### Task list
1. In the recovery essay, what kinds of work does the writer say they have done?
2. Translate this sentence from the recovery essay into Spanish: "What this trend in analytics says to me is that souls are craving what is real in life."
3. Please rewrite the paragraph of the recovery essay beginning "Sometimes, no matter how mentally prepared I am" in a shorter form that keeps its main facts.

### Reading text
RAW Emotions & REAL Recovery
"Remind yourself that you cannot fail at being yourself." ~Wayne Dyer
When I write about how good I feel people read it and move on, but when I write about how life has pulled at my emotions like a violent rip current and how the most intimate parts of me are wrecked and scattered on the shores of my recovery from trauma and addiction, people respond in a big way. In the "happy place" just a few notice. In the "darkness" many people react. I am baffled as I watch my insights soar when I share how I am really feeling under the surface. Then I say to myself, "I thought people want "happy stuff"? No, actually, they want Raw & Real albeit happy or sad. They want to know what is really happening under the surface. The stats don't lie!
The Stats Speak Truth
What this trend in analytics says to me is that souls are craving what is real in life. It seems the truth plays-Marco Polo by hiding the way we REALLY feel until honesty is called out behind closed eyes. It says, "Marco" we say, "Polo" until we are tagged and we are now it. We are then forced to look at how shame prevents us from airing our TRUE feelings because of how we will be perceived. Or, it could be that our internal dialogue is stuck on an unrealistic mental loop of how happy other people are and that our shitty-state-of-mind must be locked up and prevented from seeing the light of day so as NOT to be a burden on the happy people. Cut and paste happiness is not real or raw, it is just that, your everyday basic cut and paste happiness.
This also says to me that perhaps humans are resonating with those of us who have the courage to say, "I feel like shit today. I feel alone. I am frightened. I feel like a failure. I feel lost. I feel weak. I'm drowning in sorrow. I feel hopeless. I've done everything, but I am not as happy as everyone else. I need help!"
Sometimes, no matter how mentally prepared I am, negative self-talk rips through my consciousness with a force that blindsides me. I have done a tremendous amount of spirit work, trauma therapy, and 12-Step work, but sometimes, I have to be 100% honest because that is how I move forward. Pretending "I am fine" or that I don't still hurt is simply not true. I often rage at GOD for being so unfair to me as a child. I often feel like a total basket case and to not show this side of a healthy recovery would be completely dishonest, and a flat out lie.

### Data entries
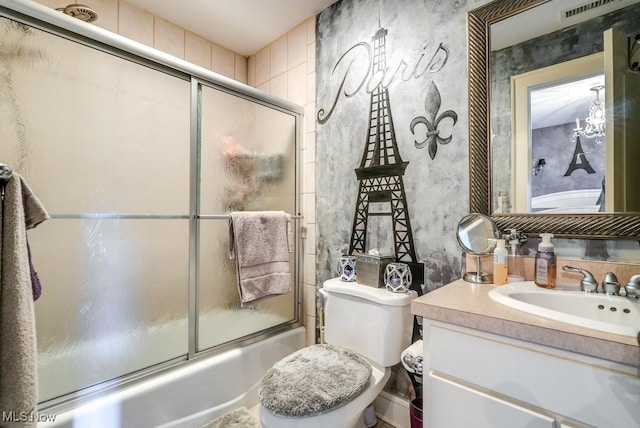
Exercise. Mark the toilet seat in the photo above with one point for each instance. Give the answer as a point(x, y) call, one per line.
point(314, 380)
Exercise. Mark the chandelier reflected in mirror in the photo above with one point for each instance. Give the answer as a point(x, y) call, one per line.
point(595, 122)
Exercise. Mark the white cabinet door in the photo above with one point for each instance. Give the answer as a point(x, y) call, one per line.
point(453, 405)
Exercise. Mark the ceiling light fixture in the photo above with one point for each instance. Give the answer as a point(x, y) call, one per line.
point(595, 123)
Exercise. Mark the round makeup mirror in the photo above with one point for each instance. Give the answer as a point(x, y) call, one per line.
point(477, 235)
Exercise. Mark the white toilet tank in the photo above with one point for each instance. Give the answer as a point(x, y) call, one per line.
point(373, 322)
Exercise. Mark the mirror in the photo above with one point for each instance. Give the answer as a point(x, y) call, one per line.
point(477, 234)
point(481, 142)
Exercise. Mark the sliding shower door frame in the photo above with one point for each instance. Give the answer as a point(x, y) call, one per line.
point(50, 21)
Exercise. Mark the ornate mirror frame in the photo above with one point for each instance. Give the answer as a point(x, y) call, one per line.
point(586, 226)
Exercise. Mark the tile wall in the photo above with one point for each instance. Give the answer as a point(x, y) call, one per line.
point(286, 68)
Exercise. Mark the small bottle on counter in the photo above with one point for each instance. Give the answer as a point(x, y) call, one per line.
point(545, 263)
point(500, 263)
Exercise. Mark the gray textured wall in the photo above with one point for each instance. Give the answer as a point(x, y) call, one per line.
point(436, 189)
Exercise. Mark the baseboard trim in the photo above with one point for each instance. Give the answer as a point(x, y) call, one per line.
point(393, 410)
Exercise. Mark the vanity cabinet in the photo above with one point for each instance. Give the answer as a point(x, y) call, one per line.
point(478, 379)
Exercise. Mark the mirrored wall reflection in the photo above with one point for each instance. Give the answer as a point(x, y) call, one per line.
point(94, 133)
point(247, 164)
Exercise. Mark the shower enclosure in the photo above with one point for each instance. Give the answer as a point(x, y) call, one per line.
point(138, 157)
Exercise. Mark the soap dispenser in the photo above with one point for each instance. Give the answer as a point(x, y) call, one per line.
point(516, 271)
point(545, 263)
point(500, 265)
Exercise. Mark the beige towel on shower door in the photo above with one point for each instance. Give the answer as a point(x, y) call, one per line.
point(18, 352)
point(259, 242)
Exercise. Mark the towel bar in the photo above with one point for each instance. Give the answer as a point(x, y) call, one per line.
point(228, 216)
point(110, 216)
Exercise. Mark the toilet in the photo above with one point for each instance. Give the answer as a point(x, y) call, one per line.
point(366, 330)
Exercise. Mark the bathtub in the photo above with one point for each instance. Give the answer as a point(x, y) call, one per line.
point(187, 396)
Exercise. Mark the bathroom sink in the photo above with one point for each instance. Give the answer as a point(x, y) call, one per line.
point(611, 314)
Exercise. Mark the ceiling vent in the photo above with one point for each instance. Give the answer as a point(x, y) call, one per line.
point(585, 7)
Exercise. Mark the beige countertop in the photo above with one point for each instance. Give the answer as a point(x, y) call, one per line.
point(469, 305)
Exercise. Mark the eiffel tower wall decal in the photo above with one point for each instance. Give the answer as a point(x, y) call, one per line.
point(391, 173)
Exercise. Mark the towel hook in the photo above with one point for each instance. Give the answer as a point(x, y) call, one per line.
point(5, 174)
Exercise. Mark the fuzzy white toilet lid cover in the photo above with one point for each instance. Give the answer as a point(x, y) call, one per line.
point(314, 380)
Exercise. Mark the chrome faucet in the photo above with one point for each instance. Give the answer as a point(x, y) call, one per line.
point(588, 283)
point(632, 289)
point(610, 285)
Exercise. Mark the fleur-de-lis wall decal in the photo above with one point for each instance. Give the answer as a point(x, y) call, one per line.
point(432, 104)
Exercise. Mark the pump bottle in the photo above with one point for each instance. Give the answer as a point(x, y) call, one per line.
point(500, 263)
point(545, 263)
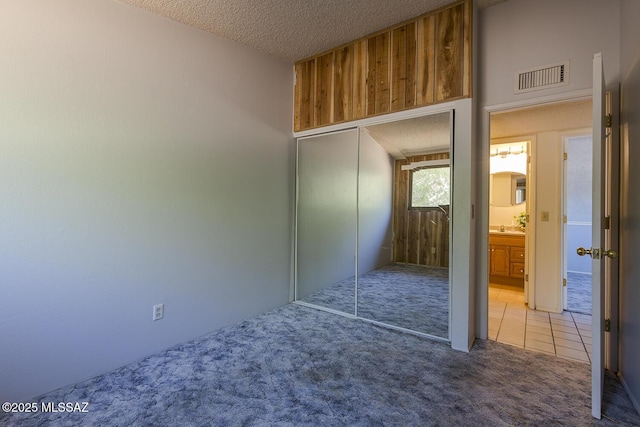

### Task-by-task outputs
1. Spirit work, trauma therapy, and 12-Step work.

2. Lo que esta tendencia en las analíticas me dice es que las almas anhelan lo que es real en la vida.

3. Even when mentally prepared, I am sometimes blindsided by negative self-talk. Despite a great deal of spirit work, trauma therapy, and 12-Step work, I have to be completely honest to move forward, and saying I am fine or no longer hurt would be untrue. I often rage at God for being unfair to me as a child and often feel like a basket case. Hiding this side of a healthy recovery would be a lie.